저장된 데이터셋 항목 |
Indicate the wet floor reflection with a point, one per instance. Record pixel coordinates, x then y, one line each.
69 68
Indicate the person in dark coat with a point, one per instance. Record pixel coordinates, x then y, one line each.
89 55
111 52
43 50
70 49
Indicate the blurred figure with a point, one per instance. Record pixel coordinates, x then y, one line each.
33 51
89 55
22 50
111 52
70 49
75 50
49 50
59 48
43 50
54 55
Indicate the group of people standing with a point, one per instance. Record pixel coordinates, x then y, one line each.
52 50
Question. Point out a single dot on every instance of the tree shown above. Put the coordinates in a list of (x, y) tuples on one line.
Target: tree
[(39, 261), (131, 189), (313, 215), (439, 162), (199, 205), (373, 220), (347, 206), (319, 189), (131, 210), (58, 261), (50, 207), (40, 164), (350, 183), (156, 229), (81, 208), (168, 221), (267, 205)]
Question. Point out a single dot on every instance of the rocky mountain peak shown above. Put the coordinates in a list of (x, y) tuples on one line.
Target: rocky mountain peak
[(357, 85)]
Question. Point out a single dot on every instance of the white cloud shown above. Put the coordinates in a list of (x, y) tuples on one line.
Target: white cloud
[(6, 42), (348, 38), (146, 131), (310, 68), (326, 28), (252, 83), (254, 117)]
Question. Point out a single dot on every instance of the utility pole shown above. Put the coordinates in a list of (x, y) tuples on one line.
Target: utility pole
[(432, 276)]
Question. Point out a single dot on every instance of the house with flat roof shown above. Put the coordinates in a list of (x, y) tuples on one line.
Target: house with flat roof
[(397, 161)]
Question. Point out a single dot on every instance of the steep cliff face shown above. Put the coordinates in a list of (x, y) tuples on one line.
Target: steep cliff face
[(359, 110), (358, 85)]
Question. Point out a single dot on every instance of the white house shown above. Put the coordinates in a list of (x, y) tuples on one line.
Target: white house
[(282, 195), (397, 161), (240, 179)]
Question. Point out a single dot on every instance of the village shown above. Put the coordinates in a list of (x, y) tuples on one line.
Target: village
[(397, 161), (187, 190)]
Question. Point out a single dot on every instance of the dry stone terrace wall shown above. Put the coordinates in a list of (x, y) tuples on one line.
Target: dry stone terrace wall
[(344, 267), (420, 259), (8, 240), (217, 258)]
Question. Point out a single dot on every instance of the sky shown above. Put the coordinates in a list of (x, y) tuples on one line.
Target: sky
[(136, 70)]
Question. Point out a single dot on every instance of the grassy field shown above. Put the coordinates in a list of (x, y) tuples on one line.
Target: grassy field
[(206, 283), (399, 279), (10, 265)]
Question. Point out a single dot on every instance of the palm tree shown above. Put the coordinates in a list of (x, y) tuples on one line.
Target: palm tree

과제 |
위의 항목 전체를 한 글자도 바꾸지 말고 빠짐없이 그대로 다시 적으세요.

정답 |
Indicate the wet floor reflection with a point, one per instance. Record pixel coordinates, x then y, one line each.
69 68
Indicate the person in dark coat with a point, one per instance. Record pixel coordinates, x then y, one line each.
89 55
111 52
43 50
70 49
Indicate the blurred figure with a point, one per instance. Record pixel coordinates, x then y, one line each.
33 51
89 55
22 50
111 52
70 49
75 50
49 50
59 48
43 50
54 55
Indicate the group of people standing with a point, one per instance. Record pixel coordinates, x then y, one line each.
52 50
Question. Point out a single dot on every instance of the tree shown above. Put the coordinates in a list of (x, y) tuples on one line.
Target: tree
[(39, 261), (131, 189), (313, 215), (439, 162), (199, 205), (373, 220), (347, 206), (319, 189), (131, 210), (58, 261), (50, 207), (40, 164), (350, 183), (156, 229), (81, 208), (168, 221), (267, 205)]
Question. Point out a single dot on every instance of the rocky mountain peak shown above. Put the coordinates in a list of (x, y) tuples on one line.
Target: rocky mountain peak
[(357, 85)]
Question. Point out a single dot on every instance of the white cloud shown above. Put the coordinates in a list of (x, y) tuples on one line.
Target: white cloud
[(6, 42), (348, 38), (146, 131), (310, 68), (326, 28), (252, 83), (254, 117)]
Question. Point out a single dot on every instance of the utility pole shown above. Put the coordinates in a list of (x, y) tuples on one line.
Target: utility pole
[(432, 276)]
Question. Point out a single dot on every instance of the house with flat roof shown above. Put the coordinates in a list of (x, y) tuples on one line.
Target: house with flat roof
[(397, 161)]
Question. Point out a single dot on every instance of the steep cliff face shown above. Put the coordinates in a list of (x, y) tuples on one line.
Target: steep cliff face
[(359, 110), (358, 85)]
Question. Point out a single dot on every instance of the white house shown above. Put the coordinates in a list of (x, y) tuples on one line.
Target: white house
[(282, 195), (397, 161), (240, 179)]
Question. Point out a single dot on every instance of the village shown above. Put the coordinates in a list of (x, y) tuples on one line.
Target: village
[(397, 161), (187, 190)]
Question. Point out a single dot on every instance of the dry stone terrace wall shown above. Put the coordinates in a list of (x, y) tuples on one line.
Target: dry stone terrace wall
[(344, 267), (420, 259), (8, 240), (217, 258)]
Question. Point out a single dot on every instance of the sky shown above. Put the coordinates in a list of (x, y) tuples on one line.
Target: sky
[(136, 70)]
Question. Point out a single dot on every instance of the grassy field shown above. Put the coordinates in a list of (x, y) tuples on one line.
Target: grassy field
[(206, 283), (399, 279), (10, 265)]
Question. Point out a single dot on every instance of the palm tree shown above. Put the coordinates in a list of (x, y) tuples on one line.
Target: palm tree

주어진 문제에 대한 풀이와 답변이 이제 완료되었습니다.